─── Passage shown ───

This week, the world celebrates Breastfeeding Week. For mothers in the industrialized world with access to clean water, adequate health care, and economic resources, breastfeeding is a matter of personal choice, preference, and health considerations for a mother and her child. Yet for the world’s poorest women, breastfeeding is a strong determinant for child survival and an important solution in the global fight against chronic malnutrition. More so than other interventions, breastfeeding and specifically exclusive breastfeeding in the first 6 months of life, can have a large and lasting impact on reducing child mortality because it provides children with the perfect nutrition they need for healthy growth.
A child that is exclusively breastfed receives critical nutrition and is more secured against disease like diarrhea, making them six times more likely to survive the first few months of life than a child that is not breastfed. This impact is the same for both children in the developing and developed world. Lack of adequate nutrition as a result of poor feeding practices in the first year of life is a leading cause of two thirds of mortality rates of children under five.

───

Required work ->
[1] From the breastfeeding passage, print the words from "This week, the" through "for healthy growth.". Start at the words that contain "This week, the" and stop after "for healthy growth.".
[2] Using the breastfeeding passage, answer yes or no to each statement and quote the words that decide it: (a) A child who is exclusively breastfed is six times more likely to survive the first few months of life than a child who is not breastfed. (b) The benefit of exclusive breastfeeding is different for children in the developing world than for children in the developed world. (c) The passage stresses exclusive breastfeeding in the first 12 months of life.

─── Excerpted data ───

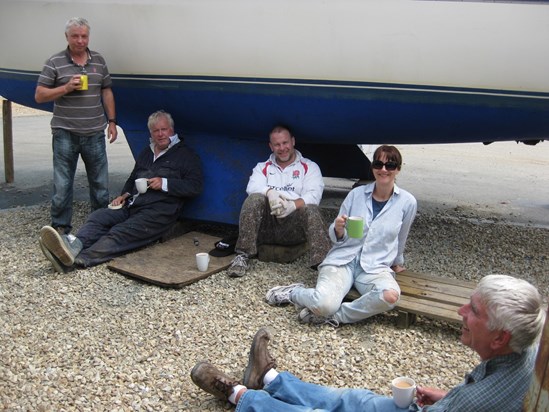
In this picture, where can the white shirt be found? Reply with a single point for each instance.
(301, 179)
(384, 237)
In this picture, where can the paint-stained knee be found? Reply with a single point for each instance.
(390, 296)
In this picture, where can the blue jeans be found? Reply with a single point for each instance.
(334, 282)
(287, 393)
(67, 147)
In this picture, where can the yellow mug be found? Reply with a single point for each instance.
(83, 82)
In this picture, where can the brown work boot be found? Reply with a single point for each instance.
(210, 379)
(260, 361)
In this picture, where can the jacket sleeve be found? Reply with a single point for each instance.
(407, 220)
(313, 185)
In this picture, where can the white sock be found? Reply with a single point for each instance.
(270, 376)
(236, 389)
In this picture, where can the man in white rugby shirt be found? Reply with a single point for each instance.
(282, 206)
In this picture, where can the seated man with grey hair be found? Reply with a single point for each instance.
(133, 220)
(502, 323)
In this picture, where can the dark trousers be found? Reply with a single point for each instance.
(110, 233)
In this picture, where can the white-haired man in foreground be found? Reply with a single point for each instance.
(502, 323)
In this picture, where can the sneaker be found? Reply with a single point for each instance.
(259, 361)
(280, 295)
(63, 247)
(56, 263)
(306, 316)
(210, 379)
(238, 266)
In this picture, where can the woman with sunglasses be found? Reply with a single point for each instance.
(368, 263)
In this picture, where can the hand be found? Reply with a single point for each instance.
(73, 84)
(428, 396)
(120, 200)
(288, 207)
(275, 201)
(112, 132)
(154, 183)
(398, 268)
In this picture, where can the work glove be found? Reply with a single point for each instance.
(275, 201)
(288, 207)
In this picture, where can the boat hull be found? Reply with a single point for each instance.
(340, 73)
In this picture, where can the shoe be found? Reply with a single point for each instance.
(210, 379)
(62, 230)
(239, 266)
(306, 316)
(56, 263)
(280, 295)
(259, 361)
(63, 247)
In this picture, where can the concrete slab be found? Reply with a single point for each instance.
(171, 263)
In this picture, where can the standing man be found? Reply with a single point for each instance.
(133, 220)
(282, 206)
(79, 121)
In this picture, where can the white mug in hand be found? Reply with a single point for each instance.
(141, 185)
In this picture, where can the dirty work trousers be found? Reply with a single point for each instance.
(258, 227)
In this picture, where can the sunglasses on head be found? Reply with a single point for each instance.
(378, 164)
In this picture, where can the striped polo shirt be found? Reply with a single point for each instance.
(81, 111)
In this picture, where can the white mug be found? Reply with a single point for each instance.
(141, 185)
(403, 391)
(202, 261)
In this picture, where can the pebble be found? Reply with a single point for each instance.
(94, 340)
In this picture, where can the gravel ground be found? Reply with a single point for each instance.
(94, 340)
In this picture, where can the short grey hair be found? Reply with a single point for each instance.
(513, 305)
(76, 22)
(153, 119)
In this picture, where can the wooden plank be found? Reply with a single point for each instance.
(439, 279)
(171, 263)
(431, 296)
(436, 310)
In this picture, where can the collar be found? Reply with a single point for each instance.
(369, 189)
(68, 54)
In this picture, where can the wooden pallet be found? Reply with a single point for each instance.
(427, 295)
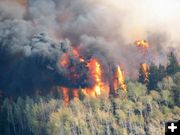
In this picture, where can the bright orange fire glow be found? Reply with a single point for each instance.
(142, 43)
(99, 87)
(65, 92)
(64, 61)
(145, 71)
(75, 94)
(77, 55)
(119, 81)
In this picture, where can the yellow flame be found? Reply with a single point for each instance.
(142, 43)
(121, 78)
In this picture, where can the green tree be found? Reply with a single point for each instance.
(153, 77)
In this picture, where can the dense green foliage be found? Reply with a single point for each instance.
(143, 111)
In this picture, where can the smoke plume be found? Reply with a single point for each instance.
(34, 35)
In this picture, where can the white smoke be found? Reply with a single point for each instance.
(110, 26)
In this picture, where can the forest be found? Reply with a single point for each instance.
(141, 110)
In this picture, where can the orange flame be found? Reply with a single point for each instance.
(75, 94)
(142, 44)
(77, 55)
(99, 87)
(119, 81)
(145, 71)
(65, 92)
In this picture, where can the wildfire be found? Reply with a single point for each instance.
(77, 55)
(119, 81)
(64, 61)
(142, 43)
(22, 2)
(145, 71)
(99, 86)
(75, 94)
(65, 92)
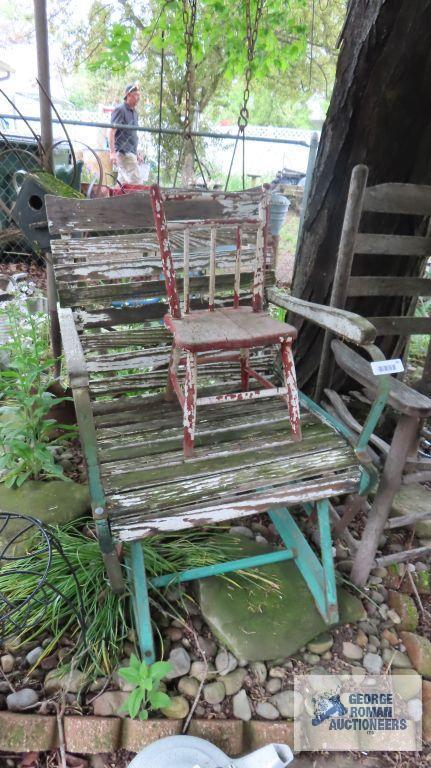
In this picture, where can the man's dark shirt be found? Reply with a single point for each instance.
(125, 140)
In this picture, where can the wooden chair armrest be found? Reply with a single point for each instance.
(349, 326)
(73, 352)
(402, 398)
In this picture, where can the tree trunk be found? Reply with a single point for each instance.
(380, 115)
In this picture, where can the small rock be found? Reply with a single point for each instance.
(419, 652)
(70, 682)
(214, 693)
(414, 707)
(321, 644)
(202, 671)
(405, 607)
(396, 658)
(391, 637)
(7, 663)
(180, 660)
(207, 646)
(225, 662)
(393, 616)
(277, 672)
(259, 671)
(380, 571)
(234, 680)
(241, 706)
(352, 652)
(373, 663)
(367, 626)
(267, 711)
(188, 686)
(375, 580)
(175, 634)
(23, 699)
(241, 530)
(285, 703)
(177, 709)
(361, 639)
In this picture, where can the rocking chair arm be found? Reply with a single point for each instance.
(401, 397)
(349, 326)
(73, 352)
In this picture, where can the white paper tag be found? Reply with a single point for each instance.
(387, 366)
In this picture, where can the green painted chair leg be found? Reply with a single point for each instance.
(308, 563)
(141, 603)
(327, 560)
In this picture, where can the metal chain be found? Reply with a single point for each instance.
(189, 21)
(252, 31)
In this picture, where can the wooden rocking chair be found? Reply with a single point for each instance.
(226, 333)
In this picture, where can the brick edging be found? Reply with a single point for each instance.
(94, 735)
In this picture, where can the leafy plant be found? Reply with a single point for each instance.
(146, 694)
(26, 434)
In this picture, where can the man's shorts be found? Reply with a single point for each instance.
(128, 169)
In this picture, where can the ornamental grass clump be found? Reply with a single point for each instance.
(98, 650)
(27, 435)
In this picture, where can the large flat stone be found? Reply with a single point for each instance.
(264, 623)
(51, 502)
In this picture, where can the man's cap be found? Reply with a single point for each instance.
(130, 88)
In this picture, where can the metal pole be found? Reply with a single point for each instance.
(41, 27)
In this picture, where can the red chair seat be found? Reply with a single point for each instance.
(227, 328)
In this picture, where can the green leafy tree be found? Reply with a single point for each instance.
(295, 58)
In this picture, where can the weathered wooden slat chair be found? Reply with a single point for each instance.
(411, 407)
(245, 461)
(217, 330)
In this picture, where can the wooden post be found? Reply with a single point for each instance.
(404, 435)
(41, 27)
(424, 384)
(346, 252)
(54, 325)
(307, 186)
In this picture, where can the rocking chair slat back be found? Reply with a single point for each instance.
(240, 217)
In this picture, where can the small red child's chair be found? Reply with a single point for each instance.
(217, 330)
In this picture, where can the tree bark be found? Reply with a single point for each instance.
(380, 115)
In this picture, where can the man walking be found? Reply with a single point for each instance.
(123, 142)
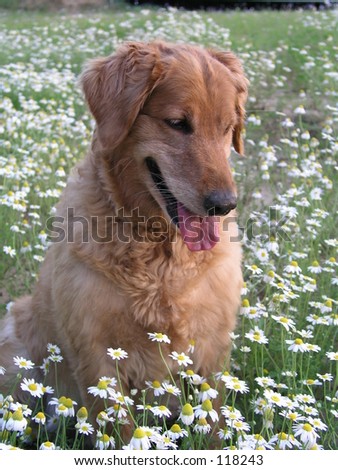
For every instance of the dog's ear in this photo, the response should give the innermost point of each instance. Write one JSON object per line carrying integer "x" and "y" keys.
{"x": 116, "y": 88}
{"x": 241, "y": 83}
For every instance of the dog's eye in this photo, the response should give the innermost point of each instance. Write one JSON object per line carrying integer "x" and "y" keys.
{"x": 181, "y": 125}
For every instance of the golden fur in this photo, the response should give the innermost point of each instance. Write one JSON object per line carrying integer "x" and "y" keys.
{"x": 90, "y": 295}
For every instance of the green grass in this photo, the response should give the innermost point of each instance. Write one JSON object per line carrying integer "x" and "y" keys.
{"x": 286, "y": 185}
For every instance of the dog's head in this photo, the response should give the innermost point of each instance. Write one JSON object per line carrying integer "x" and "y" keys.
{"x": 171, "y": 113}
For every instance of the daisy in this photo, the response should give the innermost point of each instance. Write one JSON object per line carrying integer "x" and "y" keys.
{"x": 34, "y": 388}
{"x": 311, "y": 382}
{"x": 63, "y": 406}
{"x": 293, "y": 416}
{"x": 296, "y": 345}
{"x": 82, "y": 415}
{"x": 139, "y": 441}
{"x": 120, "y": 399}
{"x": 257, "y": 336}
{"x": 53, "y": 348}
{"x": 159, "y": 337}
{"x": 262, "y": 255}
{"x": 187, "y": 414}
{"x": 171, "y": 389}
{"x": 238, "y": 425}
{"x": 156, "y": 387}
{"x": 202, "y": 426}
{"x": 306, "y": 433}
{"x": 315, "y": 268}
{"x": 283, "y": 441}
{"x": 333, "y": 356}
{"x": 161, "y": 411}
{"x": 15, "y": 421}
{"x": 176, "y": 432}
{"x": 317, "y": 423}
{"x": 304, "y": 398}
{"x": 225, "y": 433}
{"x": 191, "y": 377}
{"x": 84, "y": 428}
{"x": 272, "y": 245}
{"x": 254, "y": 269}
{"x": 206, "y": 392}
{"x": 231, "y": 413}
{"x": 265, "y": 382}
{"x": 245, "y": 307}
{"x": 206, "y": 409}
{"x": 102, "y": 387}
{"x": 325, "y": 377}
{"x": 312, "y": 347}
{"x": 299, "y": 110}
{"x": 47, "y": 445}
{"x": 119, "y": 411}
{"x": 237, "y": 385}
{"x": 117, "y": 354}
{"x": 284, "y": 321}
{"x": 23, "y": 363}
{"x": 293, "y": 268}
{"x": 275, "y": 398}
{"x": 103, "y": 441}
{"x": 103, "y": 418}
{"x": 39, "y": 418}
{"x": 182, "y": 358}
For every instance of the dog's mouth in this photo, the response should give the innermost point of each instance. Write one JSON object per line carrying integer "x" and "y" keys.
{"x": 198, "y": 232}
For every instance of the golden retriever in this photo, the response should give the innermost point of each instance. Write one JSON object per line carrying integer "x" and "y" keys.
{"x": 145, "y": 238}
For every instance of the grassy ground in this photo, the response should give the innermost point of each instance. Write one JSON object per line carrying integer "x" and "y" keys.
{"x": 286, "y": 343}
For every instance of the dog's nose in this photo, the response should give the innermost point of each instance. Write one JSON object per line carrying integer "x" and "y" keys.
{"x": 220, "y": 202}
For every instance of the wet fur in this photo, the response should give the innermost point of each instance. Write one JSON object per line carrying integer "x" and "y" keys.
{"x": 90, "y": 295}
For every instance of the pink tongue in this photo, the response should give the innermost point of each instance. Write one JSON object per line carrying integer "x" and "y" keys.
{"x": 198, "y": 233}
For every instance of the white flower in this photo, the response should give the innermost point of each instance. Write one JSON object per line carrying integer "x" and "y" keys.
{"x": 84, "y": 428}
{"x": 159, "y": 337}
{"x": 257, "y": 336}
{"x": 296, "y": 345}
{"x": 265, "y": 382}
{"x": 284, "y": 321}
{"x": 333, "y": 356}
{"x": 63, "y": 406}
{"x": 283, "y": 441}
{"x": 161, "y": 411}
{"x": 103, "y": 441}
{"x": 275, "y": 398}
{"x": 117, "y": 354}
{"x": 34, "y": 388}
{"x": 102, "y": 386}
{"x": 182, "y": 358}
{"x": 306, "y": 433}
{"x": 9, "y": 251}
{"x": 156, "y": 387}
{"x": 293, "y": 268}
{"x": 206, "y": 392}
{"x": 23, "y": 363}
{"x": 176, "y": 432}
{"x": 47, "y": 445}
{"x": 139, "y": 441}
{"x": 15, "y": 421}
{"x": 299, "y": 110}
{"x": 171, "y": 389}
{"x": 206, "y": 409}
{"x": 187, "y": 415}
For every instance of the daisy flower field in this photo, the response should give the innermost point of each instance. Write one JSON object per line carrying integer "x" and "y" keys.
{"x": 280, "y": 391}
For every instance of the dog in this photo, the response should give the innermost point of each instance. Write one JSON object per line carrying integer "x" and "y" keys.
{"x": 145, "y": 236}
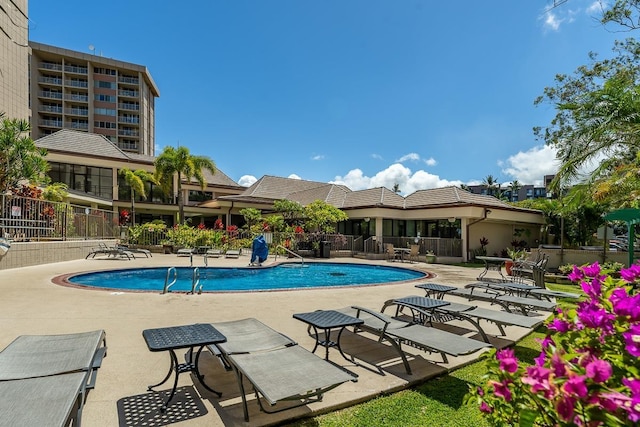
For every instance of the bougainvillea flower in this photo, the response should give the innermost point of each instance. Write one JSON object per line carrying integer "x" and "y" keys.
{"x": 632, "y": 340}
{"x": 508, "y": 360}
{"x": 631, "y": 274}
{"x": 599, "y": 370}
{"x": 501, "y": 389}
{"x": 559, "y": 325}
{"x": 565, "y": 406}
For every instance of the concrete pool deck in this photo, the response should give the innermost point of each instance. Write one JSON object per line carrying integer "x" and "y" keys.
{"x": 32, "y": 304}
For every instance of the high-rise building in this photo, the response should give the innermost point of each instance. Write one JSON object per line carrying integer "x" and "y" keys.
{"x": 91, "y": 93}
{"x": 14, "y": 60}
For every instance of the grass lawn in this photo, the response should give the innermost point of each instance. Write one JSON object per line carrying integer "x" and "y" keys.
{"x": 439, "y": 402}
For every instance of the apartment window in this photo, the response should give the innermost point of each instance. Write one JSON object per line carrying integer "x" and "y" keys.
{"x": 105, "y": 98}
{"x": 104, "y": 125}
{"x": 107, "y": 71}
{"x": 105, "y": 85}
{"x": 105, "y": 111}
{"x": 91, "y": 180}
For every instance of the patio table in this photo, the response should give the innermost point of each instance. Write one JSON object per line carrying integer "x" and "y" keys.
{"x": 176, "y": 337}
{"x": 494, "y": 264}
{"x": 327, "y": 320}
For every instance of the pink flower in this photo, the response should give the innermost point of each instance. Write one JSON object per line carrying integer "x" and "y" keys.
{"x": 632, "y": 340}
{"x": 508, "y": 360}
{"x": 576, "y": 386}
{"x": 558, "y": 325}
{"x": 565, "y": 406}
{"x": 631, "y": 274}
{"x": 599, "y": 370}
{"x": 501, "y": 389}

───

Solutions per task ->
[1]
This week, the world celebrates Breastfeeding Week. For mothers in the industrialized world with access to clean water, adequate health care, and economic resources, breastfeeding is a matter of personal choice, preference, and health considerations for a mother and her child. Yet for the world’s poorest women, breastfeeding is a strong determinant for child survival and an important solution in the global fight against chronic malnutrition. More so than other interventions, breastfeeding and specifically exclusive breastfeeding in the first 6 months of life, can have a large and lasting impact on reducing child mortality because it provides children with the perfect nutrition they need for healthy growth.

[2]
(a) Yes: "making them six times more likely to survive the first few months of life than a child that is not breastfed."
(b) No: "This impact is the same for both children in the developing and developed world."
(c) No: "exclusive breastfeeding in the first 6 months of life"